» SELECTED TEXT:
★ ★ ★ ★ ★

DevOps in the Cloud

How to Secure Your Kubernetes Cluster on GKE

Google Kubernetes Engine (GKE) is easy to get going with, but requires additional security controls. The documentation is hard to grasp as there are many features and changes that tie to specific Kubernetes versions that will require using beta feature enablement, as well as some out of date documentation that can catch people out.

There is also an outstanding bug that we have raised on Kubernetes that is hit by GKE. This is an edge case situation if you end up running pods directly and not deployments, and only happens if you enable pod security policies (which we recommend doing for security reasons).

If you are looking at production and have sensitive workloads, we advise that you implement everything inside of this article.

Securing Your Kubernetes Infrastructure

When you deploy a default GKE cluster with no additional options provided, you’ll get some sensible security defaults:

  1. Basic authentication is disabled.
  2. Encryption at rest for the Operating System (OS) image is enabled.
  3. Client certificate issuance is disabled.
  4. Secure Operating system (Using Container-Optimized Operating System; COS).
  5. VM Integrity monitoring to protect from malware/rootkits.
  6. Restricted Service Account.

So, why did Google enable these things by default? Essentially it means:

  • You can only authenticate via Google Cloud Platform (GCP) Single Sign On (SSO) to the Kubernetes API. That means, no basic authentication or client certificate can be used.
  • The OS is locked down and container optimized with a limited and read-only root filesystem with integrity checks. Integrity monitoring of the OS is enabled, to protect against rootkits and malware.
  • The service account that the Kubernetes nodes are using is restricted and will only have privileges to access cloud services it needs, such as Stackdriver for logging and monitoring.

The things you need to make sure you enable:

  • Enable secure boot to validate the authenticity of the OS and kernel modules. (If you decided not to use the default OS, then it might cause issues).

Using the virtual trusted platform module (VTPM) to sign kernel images and the OS, means that authenticity can be established. It also guarantees that nothing has been tampered with, and kernel modules have not been replaced with ones containing malware or rootkits inside.

  • Enable intranode visibility so you can see the data flowing between pods and nodes.

Making sure all traffic is logged and tracked between pods and nodes will help you identify any potential risks that may arise later on. This isn’t necessarily something you need to do for development, but, something you should do for production.

  • Put the Kubernetes API on a private network.

★ ★ ★ ★ ★

» EXTRACTED DATA:

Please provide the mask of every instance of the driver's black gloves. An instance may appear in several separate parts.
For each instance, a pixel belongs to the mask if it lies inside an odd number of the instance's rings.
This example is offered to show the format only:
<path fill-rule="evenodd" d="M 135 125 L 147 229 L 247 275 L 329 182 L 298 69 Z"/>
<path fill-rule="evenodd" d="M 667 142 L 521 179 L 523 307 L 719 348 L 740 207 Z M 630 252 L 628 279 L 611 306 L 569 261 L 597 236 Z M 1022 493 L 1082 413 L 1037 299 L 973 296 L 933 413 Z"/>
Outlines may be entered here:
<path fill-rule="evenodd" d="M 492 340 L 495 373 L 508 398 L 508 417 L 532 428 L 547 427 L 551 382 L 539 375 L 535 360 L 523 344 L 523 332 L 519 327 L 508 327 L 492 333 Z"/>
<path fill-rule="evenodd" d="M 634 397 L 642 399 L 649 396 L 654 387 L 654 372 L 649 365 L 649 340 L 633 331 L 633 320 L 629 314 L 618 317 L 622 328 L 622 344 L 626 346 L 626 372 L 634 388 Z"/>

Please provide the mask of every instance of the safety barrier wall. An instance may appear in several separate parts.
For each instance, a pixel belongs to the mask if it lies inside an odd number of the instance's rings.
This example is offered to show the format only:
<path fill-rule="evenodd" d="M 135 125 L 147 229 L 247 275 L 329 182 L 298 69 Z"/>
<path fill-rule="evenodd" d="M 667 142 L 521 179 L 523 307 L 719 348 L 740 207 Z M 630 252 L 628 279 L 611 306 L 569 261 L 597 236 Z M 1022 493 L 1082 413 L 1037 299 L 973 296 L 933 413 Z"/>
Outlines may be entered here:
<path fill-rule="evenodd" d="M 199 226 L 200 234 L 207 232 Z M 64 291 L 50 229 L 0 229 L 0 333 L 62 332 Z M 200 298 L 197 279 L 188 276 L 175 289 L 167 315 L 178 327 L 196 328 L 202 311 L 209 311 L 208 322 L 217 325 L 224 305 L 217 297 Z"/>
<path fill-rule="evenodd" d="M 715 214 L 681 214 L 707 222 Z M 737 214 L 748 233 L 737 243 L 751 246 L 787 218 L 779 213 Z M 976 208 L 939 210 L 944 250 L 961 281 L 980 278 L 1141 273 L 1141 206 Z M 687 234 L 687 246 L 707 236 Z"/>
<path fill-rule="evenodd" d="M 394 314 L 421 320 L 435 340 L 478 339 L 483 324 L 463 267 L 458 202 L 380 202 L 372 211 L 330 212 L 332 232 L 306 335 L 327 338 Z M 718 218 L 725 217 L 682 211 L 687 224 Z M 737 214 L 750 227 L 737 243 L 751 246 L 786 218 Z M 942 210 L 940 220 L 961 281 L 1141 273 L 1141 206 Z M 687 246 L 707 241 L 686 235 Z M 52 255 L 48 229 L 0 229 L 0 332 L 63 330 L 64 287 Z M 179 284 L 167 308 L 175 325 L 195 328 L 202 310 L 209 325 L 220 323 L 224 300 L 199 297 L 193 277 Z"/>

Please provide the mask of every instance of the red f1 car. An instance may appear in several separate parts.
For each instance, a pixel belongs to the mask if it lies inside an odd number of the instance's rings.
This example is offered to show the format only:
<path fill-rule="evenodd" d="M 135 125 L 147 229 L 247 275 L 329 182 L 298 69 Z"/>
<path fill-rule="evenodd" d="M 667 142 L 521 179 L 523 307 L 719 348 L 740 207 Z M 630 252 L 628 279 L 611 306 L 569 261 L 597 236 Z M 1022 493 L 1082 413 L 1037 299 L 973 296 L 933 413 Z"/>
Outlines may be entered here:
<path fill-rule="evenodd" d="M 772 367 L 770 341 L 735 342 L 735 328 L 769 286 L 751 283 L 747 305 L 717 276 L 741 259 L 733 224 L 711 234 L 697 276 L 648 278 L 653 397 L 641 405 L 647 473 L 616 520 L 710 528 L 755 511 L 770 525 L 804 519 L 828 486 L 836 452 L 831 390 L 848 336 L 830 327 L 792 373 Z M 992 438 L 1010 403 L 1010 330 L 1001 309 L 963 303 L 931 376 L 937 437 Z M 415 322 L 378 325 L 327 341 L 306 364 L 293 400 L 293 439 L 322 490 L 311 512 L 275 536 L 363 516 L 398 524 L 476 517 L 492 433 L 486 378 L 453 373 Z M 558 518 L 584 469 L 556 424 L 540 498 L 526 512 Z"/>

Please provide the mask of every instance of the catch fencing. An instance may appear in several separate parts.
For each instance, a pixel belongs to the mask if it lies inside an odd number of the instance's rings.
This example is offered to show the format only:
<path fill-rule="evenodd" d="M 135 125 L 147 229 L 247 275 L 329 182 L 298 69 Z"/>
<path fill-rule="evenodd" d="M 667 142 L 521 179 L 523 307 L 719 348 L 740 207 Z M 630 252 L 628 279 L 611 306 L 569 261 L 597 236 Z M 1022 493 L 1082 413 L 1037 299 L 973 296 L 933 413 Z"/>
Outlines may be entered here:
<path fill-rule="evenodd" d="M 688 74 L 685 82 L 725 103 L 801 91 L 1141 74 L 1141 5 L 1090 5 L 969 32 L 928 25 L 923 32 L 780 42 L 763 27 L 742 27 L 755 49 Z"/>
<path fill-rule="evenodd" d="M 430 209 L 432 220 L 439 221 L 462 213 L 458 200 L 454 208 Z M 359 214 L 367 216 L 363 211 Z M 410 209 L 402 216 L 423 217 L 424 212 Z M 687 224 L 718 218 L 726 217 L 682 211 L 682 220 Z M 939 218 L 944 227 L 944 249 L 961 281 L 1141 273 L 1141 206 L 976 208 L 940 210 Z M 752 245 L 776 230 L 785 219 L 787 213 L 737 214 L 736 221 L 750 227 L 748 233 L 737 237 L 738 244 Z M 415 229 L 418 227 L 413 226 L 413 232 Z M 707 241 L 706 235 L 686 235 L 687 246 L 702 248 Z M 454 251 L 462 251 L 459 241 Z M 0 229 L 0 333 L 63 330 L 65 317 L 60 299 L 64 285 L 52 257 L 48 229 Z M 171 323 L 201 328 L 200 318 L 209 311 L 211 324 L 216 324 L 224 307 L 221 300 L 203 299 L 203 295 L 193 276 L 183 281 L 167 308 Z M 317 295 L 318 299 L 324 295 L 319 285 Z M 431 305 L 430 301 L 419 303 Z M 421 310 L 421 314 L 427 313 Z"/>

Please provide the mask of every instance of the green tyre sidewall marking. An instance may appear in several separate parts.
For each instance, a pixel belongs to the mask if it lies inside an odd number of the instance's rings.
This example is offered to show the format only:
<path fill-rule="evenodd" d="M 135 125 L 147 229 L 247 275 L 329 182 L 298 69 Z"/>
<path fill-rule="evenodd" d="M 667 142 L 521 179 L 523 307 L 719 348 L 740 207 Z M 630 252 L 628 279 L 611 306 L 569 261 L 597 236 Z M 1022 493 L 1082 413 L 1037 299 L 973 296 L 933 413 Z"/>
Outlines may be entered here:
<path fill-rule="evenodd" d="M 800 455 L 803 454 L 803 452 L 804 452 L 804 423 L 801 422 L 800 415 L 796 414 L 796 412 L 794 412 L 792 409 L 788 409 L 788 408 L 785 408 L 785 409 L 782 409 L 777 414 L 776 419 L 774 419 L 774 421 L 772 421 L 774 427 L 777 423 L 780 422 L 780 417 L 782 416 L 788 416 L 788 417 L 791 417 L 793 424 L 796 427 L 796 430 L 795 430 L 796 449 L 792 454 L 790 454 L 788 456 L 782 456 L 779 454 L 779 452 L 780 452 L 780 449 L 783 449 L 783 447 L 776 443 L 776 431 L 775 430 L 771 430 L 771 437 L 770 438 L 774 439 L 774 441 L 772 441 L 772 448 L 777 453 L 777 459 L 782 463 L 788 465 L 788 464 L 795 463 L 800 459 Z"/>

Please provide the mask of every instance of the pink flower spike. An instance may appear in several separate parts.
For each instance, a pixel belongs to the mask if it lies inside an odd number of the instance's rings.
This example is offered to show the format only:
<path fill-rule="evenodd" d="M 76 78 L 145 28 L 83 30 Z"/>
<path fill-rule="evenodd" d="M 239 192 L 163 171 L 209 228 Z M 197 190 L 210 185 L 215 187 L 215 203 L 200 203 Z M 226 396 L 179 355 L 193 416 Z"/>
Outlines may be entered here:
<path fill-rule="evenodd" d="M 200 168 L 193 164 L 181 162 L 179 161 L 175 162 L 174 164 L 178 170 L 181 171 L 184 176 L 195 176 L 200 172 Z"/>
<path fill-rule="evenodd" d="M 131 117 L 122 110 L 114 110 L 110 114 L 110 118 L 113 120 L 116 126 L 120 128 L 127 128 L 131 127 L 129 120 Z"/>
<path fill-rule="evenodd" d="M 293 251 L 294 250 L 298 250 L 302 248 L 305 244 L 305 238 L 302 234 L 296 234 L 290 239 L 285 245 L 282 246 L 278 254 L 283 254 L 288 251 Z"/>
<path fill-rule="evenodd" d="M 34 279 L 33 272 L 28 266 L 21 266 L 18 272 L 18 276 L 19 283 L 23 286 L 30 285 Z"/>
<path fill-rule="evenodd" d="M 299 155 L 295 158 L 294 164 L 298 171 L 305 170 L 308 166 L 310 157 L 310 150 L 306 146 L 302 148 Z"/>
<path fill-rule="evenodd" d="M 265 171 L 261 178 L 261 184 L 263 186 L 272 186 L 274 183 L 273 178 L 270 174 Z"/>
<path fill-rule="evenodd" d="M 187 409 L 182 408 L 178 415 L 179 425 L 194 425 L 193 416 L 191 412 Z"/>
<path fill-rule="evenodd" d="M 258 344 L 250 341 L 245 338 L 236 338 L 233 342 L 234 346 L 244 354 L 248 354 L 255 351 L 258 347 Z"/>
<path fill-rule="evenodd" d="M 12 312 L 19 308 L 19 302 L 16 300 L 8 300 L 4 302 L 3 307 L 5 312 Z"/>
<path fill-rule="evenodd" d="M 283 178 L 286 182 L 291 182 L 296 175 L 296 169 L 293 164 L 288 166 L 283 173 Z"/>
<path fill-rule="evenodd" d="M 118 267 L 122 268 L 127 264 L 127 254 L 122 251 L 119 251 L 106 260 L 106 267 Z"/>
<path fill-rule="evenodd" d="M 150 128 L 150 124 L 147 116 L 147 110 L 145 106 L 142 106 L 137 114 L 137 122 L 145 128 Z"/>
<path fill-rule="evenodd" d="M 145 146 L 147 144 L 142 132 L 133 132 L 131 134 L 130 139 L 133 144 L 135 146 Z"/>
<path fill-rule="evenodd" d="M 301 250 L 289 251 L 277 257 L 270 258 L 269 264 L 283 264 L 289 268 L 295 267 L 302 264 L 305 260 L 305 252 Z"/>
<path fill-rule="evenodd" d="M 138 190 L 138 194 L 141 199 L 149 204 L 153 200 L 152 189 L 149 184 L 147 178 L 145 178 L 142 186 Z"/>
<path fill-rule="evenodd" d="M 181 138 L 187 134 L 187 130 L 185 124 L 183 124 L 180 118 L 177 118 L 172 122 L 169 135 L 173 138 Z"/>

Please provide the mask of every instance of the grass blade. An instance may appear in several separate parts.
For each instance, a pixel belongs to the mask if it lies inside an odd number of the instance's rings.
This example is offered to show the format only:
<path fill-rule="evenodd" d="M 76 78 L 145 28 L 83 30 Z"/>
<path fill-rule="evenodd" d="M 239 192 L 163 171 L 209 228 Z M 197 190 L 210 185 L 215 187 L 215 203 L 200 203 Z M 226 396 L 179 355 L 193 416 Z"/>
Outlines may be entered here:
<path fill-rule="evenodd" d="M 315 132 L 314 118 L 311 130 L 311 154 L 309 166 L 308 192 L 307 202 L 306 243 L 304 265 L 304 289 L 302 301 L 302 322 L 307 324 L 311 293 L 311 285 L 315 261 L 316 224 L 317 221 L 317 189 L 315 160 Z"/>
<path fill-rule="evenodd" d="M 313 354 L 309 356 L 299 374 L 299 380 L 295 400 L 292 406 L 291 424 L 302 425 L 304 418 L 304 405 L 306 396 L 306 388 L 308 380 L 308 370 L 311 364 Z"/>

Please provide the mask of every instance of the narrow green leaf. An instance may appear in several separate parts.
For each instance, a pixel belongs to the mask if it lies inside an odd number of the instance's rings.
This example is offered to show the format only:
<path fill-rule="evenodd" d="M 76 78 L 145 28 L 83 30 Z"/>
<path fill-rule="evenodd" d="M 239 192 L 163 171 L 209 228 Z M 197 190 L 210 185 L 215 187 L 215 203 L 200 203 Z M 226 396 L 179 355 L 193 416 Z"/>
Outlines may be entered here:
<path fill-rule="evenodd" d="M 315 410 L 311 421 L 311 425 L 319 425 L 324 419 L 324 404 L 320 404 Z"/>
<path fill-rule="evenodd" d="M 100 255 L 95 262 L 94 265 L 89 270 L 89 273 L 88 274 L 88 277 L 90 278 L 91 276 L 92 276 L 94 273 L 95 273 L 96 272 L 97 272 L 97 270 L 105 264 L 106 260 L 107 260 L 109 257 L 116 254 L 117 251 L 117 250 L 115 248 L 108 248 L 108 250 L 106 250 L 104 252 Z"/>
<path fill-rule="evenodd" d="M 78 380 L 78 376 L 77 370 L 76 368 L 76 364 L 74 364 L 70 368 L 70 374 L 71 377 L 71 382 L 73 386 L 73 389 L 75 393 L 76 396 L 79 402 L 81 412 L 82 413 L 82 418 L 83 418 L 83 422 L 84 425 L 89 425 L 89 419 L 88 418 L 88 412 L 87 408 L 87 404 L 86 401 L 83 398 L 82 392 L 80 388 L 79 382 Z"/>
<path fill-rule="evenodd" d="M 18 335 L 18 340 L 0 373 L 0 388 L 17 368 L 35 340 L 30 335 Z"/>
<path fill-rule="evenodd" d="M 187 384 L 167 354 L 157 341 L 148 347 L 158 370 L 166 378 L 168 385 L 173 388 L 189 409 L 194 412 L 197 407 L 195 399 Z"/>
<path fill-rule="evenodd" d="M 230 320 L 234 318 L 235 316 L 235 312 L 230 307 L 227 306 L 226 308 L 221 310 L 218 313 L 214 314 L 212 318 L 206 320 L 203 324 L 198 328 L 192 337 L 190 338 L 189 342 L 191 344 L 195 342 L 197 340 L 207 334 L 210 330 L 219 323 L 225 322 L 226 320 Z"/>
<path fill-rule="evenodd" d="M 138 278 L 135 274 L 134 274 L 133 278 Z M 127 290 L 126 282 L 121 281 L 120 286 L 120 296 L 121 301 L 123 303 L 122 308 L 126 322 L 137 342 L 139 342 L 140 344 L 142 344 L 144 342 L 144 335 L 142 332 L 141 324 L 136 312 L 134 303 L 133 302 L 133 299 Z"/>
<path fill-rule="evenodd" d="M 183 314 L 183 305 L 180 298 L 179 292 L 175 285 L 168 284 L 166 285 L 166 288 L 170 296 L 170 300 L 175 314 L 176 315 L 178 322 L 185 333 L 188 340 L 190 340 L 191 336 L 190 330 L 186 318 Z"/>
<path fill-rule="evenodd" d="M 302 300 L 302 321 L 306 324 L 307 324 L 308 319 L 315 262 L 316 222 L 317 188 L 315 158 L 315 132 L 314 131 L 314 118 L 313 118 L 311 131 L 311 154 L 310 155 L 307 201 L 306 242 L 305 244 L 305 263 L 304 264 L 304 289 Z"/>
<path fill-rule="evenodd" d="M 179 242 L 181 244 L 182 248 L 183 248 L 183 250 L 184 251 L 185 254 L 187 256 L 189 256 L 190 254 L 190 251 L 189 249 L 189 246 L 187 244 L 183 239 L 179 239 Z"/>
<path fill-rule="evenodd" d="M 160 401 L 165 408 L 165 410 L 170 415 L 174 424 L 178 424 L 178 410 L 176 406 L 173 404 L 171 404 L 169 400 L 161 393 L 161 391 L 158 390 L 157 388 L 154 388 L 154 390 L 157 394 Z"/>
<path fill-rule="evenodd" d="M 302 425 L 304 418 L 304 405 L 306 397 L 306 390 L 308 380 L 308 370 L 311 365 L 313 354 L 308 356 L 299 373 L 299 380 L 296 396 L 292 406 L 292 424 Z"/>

★ ★ ★ ★ ★

» GIVEN INSTRUCTION 1:
Transcribe the GKE security article from "The things you" to "do for production.".
» GIVEN INSTRUCTION 2:
According to the GKE security article, which cloud service does the restricted node service account need to reach for logging and monitoring?
Rely only on the GKE security article when answering.

» WORKED SOLUTION 1:
The things you need to make sure you enable:

  • Enable secure boot to validate the authenticity of the OS and kernel modules. (If you decided not to use the default OS, then it might cause issues).

Using the virtual trusted platform module (VTPM) to sign kernel images and the OS, means that authenticity can be established. It also guarantees that nothing has been tampered with, and kernel modules have not been replaced with ones containing malware or rootkits inside.

  • Enable intranode visibility so you can see the data flowing between pods and nodes.

Making sure all traffic is logged and tracked between pods and nodes will help you identify any potential risks that may arise later on. This isn’t necessarily something you need to do for development, but, something you should do for production.

» WORKED SOLUTION 2:
Stackdriver